TASK DIRECTIONS:
Starting with the first line and ending with the last, transcribe the data exactly.
(GIVEN ENTRIES begins)
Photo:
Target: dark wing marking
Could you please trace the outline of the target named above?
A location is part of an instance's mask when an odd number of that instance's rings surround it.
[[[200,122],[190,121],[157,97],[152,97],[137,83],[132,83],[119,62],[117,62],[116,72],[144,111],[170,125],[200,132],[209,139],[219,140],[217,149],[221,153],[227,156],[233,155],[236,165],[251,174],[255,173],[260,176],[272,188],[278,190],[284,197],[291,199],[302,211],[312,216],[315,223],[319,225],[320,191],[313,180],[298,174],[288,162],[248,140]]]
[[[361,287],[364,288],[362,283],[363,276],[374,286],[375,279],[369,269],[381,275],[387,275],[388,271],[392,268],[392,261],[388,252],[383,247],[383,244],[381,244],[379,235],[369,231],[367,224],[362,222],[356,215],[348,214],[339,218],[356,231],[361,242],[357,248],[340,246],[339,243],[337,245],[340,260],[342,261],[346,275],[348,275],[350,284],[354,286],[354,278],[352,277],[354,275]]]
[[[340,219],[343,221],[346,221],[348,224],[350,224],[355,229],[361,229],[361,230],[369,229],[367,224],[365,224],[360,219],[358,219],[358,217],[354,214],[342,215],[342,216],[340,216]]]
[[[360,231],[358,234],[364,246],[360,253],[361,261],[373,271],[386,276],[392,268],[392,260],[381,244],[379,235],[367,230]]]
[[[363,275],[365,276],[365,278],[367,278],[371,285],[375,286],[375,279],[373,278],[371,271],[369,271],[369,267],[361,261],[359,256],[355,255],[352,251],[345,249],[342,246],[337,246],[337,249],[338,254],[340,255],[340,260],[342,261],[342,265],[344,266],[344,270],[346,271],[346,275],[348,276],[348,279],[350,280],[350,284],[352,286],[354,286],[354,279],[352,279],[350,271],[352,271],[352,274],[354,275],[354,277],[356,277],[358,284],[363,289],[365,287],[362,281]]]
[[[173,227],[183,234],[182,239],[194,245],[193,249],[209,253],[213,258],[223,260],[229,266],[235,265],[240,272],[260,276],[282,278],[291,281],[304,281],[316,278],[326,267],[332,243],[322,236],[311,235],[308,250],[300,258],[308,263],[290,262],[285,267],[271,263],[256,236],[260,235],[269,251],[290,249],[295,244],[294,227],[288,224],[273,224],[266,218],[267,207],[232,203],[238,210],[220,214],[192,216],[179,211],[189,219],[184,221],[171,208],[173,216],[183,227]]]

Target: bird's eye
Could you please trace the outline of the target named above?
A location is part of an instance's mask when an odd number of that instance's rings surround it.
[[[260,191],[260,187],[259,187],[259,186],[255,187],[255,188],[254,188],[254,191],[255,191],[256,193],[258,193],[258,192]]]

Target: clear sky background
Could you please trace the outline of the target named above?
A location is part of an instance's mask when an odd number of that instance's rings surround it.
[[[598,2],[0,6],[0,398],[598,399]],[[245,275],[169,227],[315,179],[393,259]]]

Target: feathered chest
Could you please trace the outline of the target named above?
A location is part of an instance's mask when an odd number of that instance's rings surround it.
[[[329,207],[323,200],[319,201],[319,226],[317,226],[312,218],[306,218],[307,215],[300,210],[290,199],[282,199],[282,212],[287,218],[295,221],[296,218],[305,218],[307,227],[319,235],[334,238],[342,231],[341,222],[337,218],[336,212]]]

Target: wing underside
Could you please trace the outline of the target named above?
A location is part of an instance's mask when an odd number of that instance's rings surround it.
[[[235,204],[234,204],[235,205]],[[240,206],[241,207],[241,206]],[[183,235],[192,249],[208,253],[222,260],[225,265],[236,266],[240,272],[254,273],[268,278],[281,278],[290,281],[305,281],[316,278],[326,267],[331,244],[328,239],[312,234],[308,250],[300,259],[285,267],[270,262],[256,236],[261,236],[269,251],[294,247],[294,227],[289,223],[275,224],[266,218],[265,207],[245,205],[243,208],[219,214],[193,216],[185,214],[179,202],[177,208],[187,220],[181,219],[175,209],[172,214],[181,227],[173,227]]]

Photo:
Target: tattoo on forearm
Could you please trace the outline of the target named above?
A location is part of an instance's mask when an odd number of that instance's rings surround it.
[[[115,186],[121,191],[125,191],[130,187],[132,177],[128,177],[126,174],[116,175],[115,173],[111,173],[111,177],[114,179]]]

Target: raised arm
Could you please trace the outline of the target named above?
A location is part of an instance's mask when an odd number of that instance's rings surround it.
(GIVEN ENTRIES ends)
SOLUTION:
Photo:
Target: dark wing marking
Could you please trace the outline of the target named above?
A location is part of an instance's mask when an odd number of that instance's rings surround it.
[[[200,122],[190,121],[157,97],[152,97],[137,83],[132,83],[119,62],[117,62],[116,72],[144,111],[170,125],[200,132],[209,139],[219,140],[217,149],[221,153],[227,156],[233,155],[236,165],[251,174],[255,173],[260,176],[272,188],[278,190],[284,197],[291,199],[302,211],[312,216],[315,223],[319,225],[320,191],[313,180],[298,174],[288,162],[248,140]]]
[[[361,287],[364,288],[362,283],[363,276],[374,286],[375,279],[369,269],[381,275],[387,275],[388,271],[392,268],[392,261],[388,252],[383,247],[383,244],[381,244],[379,235],[369,231],[367,224],[362,222],[356,215],[348,214],[339,218],[356,231],[361,242],[357,248],[340,246],[339,243],[337,245],[340,260],[342,261],[346,275],[348,275],[350,284],[354,286],[354,278],[352,277],[354,275]]]
[[[340,219],[343,221],[346,221],[348,224],[350,224],[355,229],[361,229],[361,230],[369,229],[367,224],[365,224],[360,219],[358,219],[358,217],[354,214],[342,215],[342,216],[340,216]]]
[[[360,231],[358,234],[364,246],[360,253],[361,261],[373,271],[386,276],[392,268],[392,260],[381,244],[379,235],[367,230]]]
[[[363,275],[365,276],[365,278],[367,278],[371,285],[375,286],[375,279],[373,278],[371,271],[369,271],[369,267],[361,261],[359,256],[355,255],[352,251],[345,249],[342,246],[337,246],[337,249],[338,254],[340,255],[340,260],[342,261],[342,265],[344,266],[344,270],[346,271],[346,275],[348,276],[348,279],[350,280],[350,284],[352,286],[354,286],[354,279],[352,279],[350,271],[352,271],[352,274],[354,275],[354,277],[356,277],[358,284],[363,289],[365,287],[362,281]]]
[[[173,227],[183,234],[182,239],[194,245],[193,249],[209,253],[213,258],[223,260],[229,266],[235,265],[240,272],[260,276],[282,278],[291,281],[304,281],[316,278],[326,267],[332,243],[322,236],[311,235],[308,250],[300,258],[308,263],[290,262],[285,267],[271,263],[256,236],[260,235],[269,251],[290,249],[295,244],[294,227],[288,224],[273,224],[266,218],[267,207],[232,203],[238,210],[220,214],[192,216],[179,211],[189,219],[184,221],[171,208],[173,216],[183,227]]]

Target: bird's eye
Could you please trace the outline of the target named above?
A location is part of an instance's mask when an odd number of that instance's rings surround it.
[[[260,191],[260,187],[259,187],[259,186],[255,187],[255,188],[254,188],[254,191],[255,191],[256,193],[258,193],[258,192]]]

Target: clear sky background
Could you please trace the outline of the target named above?
A location is part of an instance's mask when an odd number of that instance's rings surround it.
[[[598,2],[0,6],[0,398],[598,399]],[[245,275],[169,227],[315,179],[393,259]]]

Target: feathered chest
Could you please trace the outline of the target named above?
A location is part of an instance's mask when an odd number of that instance's rings surround it.
[[[329,207],[323,200],[319,201],[319,226],[317,226],[312,218],[306,218],[307,215],[300,210],[290,199],[282,199],[282,212],[287,218],[295,221],[296,218],[305,218],[307,227],[319,235],[334,238],[342,231],[341,222],[337,218],[336,212]]]

Target: wing underside
Could you please trace the outline of the target named above?
A location is part of an instance's mask when an odd number of that instance's rings surround it.
[[[235,204],[234,204],[235,205]],[[240,206],[241,207],[241,206]],[[183,235],[192,249],[208,253],[222,260],[225,265],[236,266],[240,272],[254,273],[268,278],[281,278],[290,281],[305,281],[316,278],[326,267],[331,244],[328,239],[312,234],[308,250],[300,259],[285,267],[270,262],[256,236],[261,236],[269,251],[294,247],[294,227],[289,223],[275,224],[266,218],[265,207],[245,205],[243,208],[219,214],[193,216],[185,214],[179,202],[177,208],[187,220],[181,219],[175,209],[172,214],[181,227],[173,227]]]

Photo:
Target: tattoo on forearm
Could you please trace the outline of the target named above?
A location is part of an instance's mask when an odd number of that instance's rings surround it.
[[[115,186],[121,191],[125,191],[130,187],[132,177],[128,177],[126,174],[116,175],[115,173],[111,173],[111,177],[114,179]]]

Target: raised arm
Could you please trace the outline of the target named above?
A location is part of an instance's mask when an odd number of that instance's rings surround it.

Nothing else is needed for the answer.